AIM OF THE EXERCISE:
Your reply should contain the whole listing below, repeated exactly, and no images.

RECORDS PROVIDED:

---

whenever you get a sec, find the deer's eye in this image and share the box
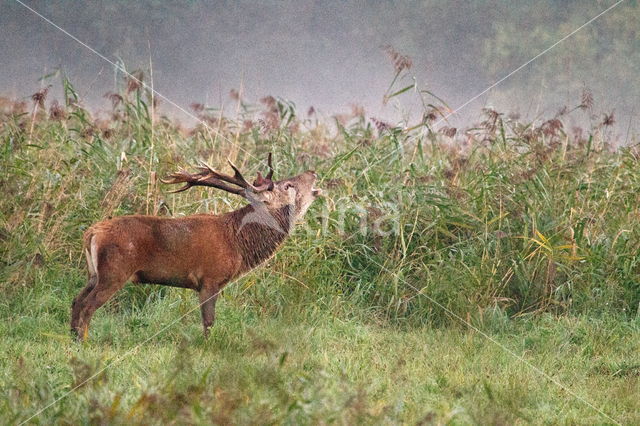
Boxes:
[283,182,295,191]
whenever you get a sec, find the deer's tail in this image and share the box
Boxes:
[83,227,99,277]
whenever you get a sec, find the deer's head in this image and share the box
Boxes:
[162,153,322,223]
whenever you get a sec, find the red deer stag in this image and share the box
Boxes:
[71,154,321,340]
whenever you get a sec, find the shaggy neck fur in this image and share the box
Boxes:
[226,203,294,272]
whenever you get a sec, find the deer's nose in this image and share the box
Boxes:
[307,170,317,178]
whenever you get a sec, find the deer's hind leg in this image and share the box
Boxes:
[75,274,129,341]
[71,246,100,337]
[71,275,97,336]
[74,243,131,341]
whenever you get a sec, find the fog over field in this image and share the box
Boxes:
[1,0,638,134]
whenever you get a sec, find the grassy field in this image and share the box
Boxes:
[0,78,639,424]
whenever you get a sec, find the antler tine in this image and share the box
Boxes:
[226,158,273,192]
[226,159,251,187]
[265,152,274,180]
[197,159,253,190]
[161,169,245,196]
[160,171,192,193]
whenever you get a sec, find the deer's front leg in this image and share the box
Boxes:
[199,282,221,338]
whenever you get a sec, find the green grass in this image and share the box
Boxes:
[0,79,639,424]
[1,290,638,424]
[1,279,638,424]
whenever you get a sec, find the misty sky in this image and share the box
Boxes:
[1,0,637,136]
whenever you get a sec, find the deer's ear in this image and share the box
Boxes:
[248,189,272,205]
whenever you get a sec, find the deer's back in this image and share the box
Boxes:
[84,214,241,288]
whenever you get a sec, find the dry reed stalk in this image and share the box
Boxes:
[101,169,133,219]
[145,50,156,215]
[28,86,50,141]
[230,77,245,167]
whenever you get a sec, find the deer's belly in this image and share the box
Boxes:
[131,270,200,289]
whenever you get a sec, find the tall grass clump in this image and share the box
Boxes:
[1,73,639,326]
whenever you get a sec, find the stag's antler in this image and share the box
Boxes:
[160,167,245,195]
[162,153,275,196]
[253,153,275,187]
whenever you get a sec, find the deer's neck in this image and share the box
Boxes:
[227,203,293,272]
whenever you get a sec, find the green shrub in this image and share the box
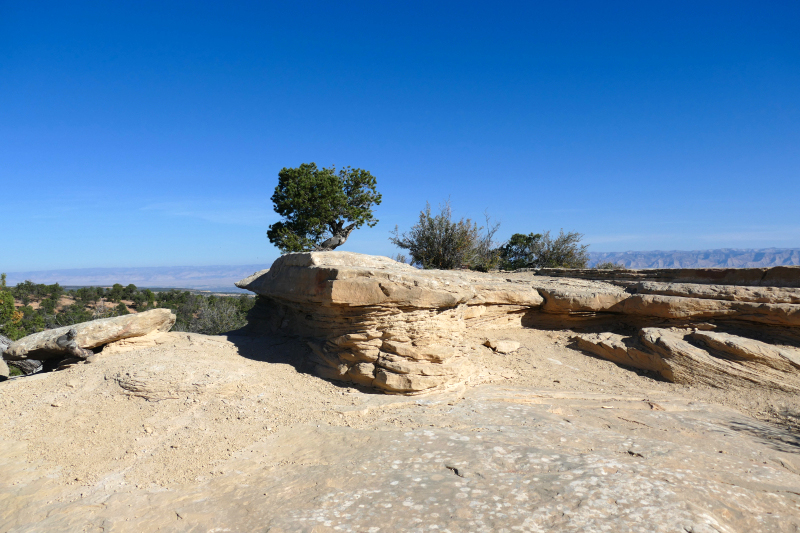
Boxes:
[0,292,25,340]
[160,291,254,335]
[51,303,94,328]
[499,230,589,270]
[469,213,502,272]
[595,261,626,270]
[190,298,248,335]
[498,233,543,270]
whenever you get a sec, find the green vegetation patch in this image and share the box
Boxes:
[1,278,255,340]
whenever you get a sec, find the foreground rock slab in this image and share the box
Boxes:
[2,383,798,532]
[4,309,176,360]
[2,330,798,532]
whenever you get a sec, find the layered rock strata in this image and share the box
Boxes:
[237,253,544,394]
[574,328,800,391]
[238,253,800,394]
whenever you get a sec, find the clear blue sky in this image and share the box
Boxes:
[2,1,798,271]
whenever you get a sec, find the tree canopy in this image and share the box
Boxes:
[498,233,543,270]
[499,230,589,269]
[267,163,382,253]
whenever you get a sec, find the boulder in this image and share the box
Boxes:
[573,332,666,373]
[484,339,521,354]
[539,286,629,314]
[690,330,800,372]
[4,309,176,360]
[0,334,10,379]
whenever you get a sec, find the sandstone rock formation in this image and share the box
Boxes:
[238,252,800,395]
[574,328,800,391]
[3,309,176,361]
[238,252,551,394]
[539,264,800,287]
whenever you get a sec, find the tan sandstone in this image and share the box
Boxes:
[237,252,800,395]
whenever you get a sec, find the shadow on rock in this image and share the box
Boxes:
[224,333,384,395]
[725,409,800,454]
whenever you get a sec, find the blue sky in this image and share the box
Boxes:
[2,1,799,271]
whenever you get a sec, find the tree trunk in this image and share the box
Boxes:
[316,222,357,251]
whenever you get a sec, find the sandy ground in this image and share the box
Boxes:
[2,328,798,490]
[1,328,799,531]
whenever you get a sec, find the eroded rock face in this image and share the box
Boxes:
[238,253,800,395]
[574,328,800,392]
[238,253,553,393]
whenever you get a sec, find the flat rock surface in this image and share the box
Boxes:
[1,329,799,532]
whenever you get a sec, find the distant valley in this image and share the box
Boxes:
[4,249,799,290]
[3,265,269,292]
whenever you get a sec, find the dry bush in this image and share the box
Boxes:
[389,200,481,270]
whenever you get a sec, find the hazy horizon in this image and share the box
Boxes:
[5,248,799,291]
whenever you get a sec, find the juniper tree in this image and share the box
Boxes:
[267,163,382,253]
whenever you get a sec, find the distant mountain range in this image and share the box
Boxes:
[3,265,269,292]
[4,249,799,290]
[588,248,800,269]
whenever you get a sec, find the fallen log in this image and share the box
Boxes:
[8,359,43,375]
[4,309,176,360]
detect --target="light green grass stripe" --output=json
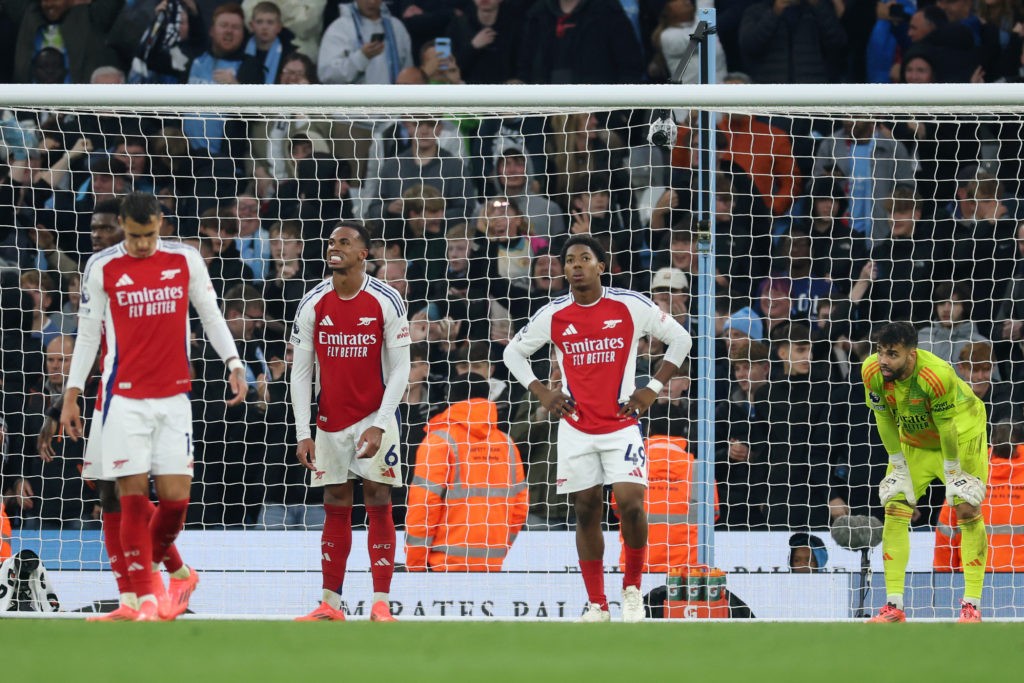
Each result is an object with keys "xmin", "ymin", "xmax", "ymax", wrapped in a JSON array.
[{"xmin": 2, "ymin": 621, "xmax": 1021, "ymax": 682}]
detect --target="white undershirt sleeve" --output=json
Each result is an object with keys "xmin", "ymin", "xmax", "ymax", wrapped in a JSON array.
[
  {"xmin": 644, "ymin": 301, "xmax": 693, "ymax": 368},
  {"xmin": 68, "ymin": 252, "xmax": 109, "ymax": 392},
  {"xmin": 373, "ymin": 345, "xmax": 410, "ymax": 430},
  {"xmin": 67, "ymin": 316, "xmax": 102, "ymax": 392},
  {"xmin": 291, "ymin": 345, "xmax": 315, "ymax": 441},
  {"xmin": 502, "ymin": 306, "xmax": 554, "ymax": 391}
]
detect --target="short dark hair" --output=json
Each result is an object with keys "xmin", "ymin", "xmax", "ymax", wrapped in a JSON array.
[
  {"xmin": 119, "ymin": 192, "xmax": 162, "ymax": 224},
  {"xmin": 448, "ymin": 372, "xmax": 491, "ymax": 403},
  {"xmin": 559, "ymin": 233, "xmax": 607, "ymax": 268},
  {"xmin": 335, "ymin": 221, "xmax": 372, "ymax": 249},
  {"xmin": 920, "ymin": 5, "xmax": 948, "ymax": 29},
  {"xmin": 280, "ymin": 51, "xmax": 318, "ymax": 84},
  {"xmin": 93, "ymin": 198, "xmax": 122, "ymax": 216},
  {"xmin": 876, "ymin": 322, "xmax": 918, "ymax": 348},
  {"xmin": 91, "ymin": 158, "xmax": 128, "ymax": 177},
  {"xmin": 409, "ymin": 341, "xmax": 428, "ymax": 363},
  {"xmin": 772, "ymin": 321, "xmax": 812, "ymax": 347}
]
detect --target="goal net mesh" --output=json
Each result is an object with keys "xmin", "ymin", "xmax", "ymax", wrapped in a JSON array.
[{"xmin": 1, "ymin": 95, "xmax": 1022, "ymax": 619}]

---

REPLY:
whenever you get a sec, find the deer's eye in this image and share the box
Boxes:
[283,182,295,191]
whenever you get a sec, find the deer's tail in this image and share the box
Boxes:
[83,227,99,277]
whenever you get a sec, find the deer's head in this image and share the box
Boxes:
[162,153,322,223]
whenever you get a sec, find the red deer stag in this image and share the box
Boxes:
[71,154,321,340]
whenever you get a sec, find the shaggy neck fur in this image and share the box
Boxes:
[226,203,294,272]
whenever you get a sec, find the deer's nose in this image and share the box
Boxes:
[307,170,317,178]
whenever you get a sec, find the deer's hind leg in this image and share the box
Boxes:
[75,274,129,341]
[71,246,100,337]
[71,275,97,336]
[74,243,131,341]
whenever you get a sec, find the fog over field in this image and share the box
Boxes:
[1,0,638,134]
whenever you get a sec, find the grassy field in this image and share the box
Boxes:
[0,78,639,424]
whenever you get a sec, find the antler tine in this image and share the box
Boxes:
[226,158,273,192]
[226,159,251,187]
[265,152,274,180]
[197,159,253,190]
[161,169,245,196]
[160,171,192,193]
whenever you get a sec, find the deer's front leg in this image and share the box
Boxes:
[199,282,221,338]
whenever you get a sec, find the green grass in this image and share the box
Boxes:
[0,79,639,424]
[1,290,638,424]
[1,279,638,424]
whenever you get a sec, find the misty sky in this image and share the box
Boxes:
[1,0,637,136]
whenever you get a sec, find the deer's ear in this image and share the box
Boxes:
[248,189,272,205]
whenever you get a sec, find the deer's back in this image and share the box
Boxes:
[84,214,241,288]
whenever you get a sec, find the dry reed stalk in this image and share the box
Boxes:
[101,169,133,219]
[145,50,156,215]
[28,86,50,141]
[230,77,245,167]
whenever you get a sec, find the deer's belly in this image and share the box
Boxes:
[131,270,200,289]
whenever you get a sec, find the tall grass clump in this image and share the box
Boxes:
[1,73,639,326]
whenever you get a sec, find the stag's antler in this image and share the box
Boxes:
[160,167,245,195]
[162,153,275,196]
[253,153,275,187]
whenever you get a sec, find the deer's neck in this image and share the box
Boxes:
[227,203,293,272]
whenever you get a sec, find the green shrub in this image and share the box
Boxes:
[0,292,25,340]
[160,291,254,335]
[51,303,94,328]
[499,230,589,270]
[469,213,502,272]
[595,261,626,270]
[190,298,248,335]
[498,233,543,270]
whenever you get a sec, find the green vegetation patch in this image and share the box
Boxes:
[1,278,255,340]
whenever you get a sec, find the foreground rock slab in this image and share the box
Boxes:
[2,383,798,532]
[4,309,176,360]
[2,330,798,532]
whenever you get a sec, find the layered rock strata in this image and share the box
Boxes:
[237,253,544,394]
[574,328,800,391]
[238,253,800,394]
whenever you get a sec, find the clear blue sky in this image and share the box
Boxes:
[2,1,798,271]
whenever you get a sec, find the tree canopy in this image and share the box
Boxes:
[498,233,543,270]
[499,230,589,269]
[267,163,382,253]
whenever you get a sec, find the boulder in this image and share the box
Boxes:
[573,332,666,373]
[484,339,521,354]
[539,286,629,314]
[690,330,800,372]
[4,309,176,360]
[0,334,10,379]
whenever you get a sec, find the sandstone rock formation in this image and share the box
Boxes:
[238,252,800,395]
[574,328,800,391]
[3,309,176,361]
[238,252,551,394]
[539,264,800,287]
whenever you get a sec, find the tan sandstone in this image and share the box
Boxes:
[237,252,800,395]
whenever you get a sec, find the shadow on rock in this image and share the box
Boxes:
[224,333,384,395]
[725,409,800,454]
whenever you get a sec, find the blue sky in this image and share the box
Boxes:
[2,1,799,271]
whenever you get a sec, find the tree trunk in this image and share the box
Boxes:
[316,222,357,251]
whenever you get a sec, find the sandy ground in this image and share the box
Boxes:
[2,328,798,490]
[1,328,799,531]
whenever you get a sec, find the eroded rock face in this image and share the box
Boxes:
[238,253,800,395]
[574,328,800,392]
[238,253,553,393]
whenever you get a sec, find the flat rock surface in this image and share the box
Boxes:
[1,329,799,532]
whenever you get a sec, find the distant valley in this image and share the box
Boxes:
[4,249,799,290]
[3,265,269,292]
whenever you get a sec, find the dry bush in this image and share the box
Boxes:
[389,200,481,270]
whenever you get a sec, find the hazy horizon in this image and share the box
Boxes:
[5,248,799,291]
whenever you get a sec, find the juniper tree in this image and share the box
Boxes:
[267,163,382,253]
whenever you get a sec, find the distant mountain range in this image and share the box
Boxes:
[3,265,269,292]
[4,249,799,290]
[588,248,800,269]
whenever you get a sec, find the fallen log in this image and share the box
Boxes:
[8,359,43,375]
[4,309,176,360]
detect --target="light green grass stripe" --output=json
Each result is an object with keys "xmin", "ymin", "xmax", "ymax", wrapped in a JSON array.
[{"xmin": 2, "ymin": 621, "xmax": 1021, "ymax": 682}]
detect --target="white undershirt sleeve" --output=json
Each result is an object with keys "xmin", "ymin", "xmax", "ymax", wrapped in a JSON array.
[
  {"xmin": 644, "ymin": 301, "xmax": 693, "ymax": 368},
  {"xmin": 68, "ymin": 252, "xmax": 109, "ymax": 392},
  {"xmin": 373, "ymin": 345, "xmax": 410, "ymax": 430},
  {"xmin": 67, "ymin": 316, "xmax": 102, "ymax": 392},
  {"xmin": 291, "ymin": 345, "xmax": 315, "ymax": 441},
  {"xmin": 502, "ymin": 306, "xmax": 554, "ymax": 391}
]
detect --target="short dark hair" --output=json
Each result is an object with keys "xmin", "ymin", "xmax", "ymax", wrapped in a JSON array.
[
  {"xmin": 119, "ymin": 192, "xmax": 162, "ymax": 224},
  {"xmin": 448, "ymin": 372, "xmax": 491, "ymax": 403},
  {"xmin": 559, "ymin": 233, "xmax": 607, "ymax": 268},
  {"xmin": 335, "ymin": 221, "xmax": 372, "ymax": 249},
  {"xmin": 920, "ymin": 5, "xmax": 948, "ymax": 29},
  {"xmin": 280, "ymin": 51, "xmax": 318, "ymax": 84},
  {"xmin": 93, "ymin": 198, "xmax": 122, "ymax": 216},
  {"xmin": 876, "ymin": 322, "xmax": 918, "ymax": 348},
  {"xmin": 91, "ymin": 158, "xmax": 128, "ymax": 177},
  {"xmin": 409, "ymin": 341, "xmax": 428, "ymax": 363},
  {"xmin": 772, "ymin": 321, "xmax": 812, "ymax": 347}
]
detect --target="goal net mesh" --output=json
Each result is an object with keys "xmin", "ymin", "xmax", "ymax", wrapped in a JSON array.
[{"xmin": 1, "ymin": 95, "xmax": 1022, "ymax": 619}]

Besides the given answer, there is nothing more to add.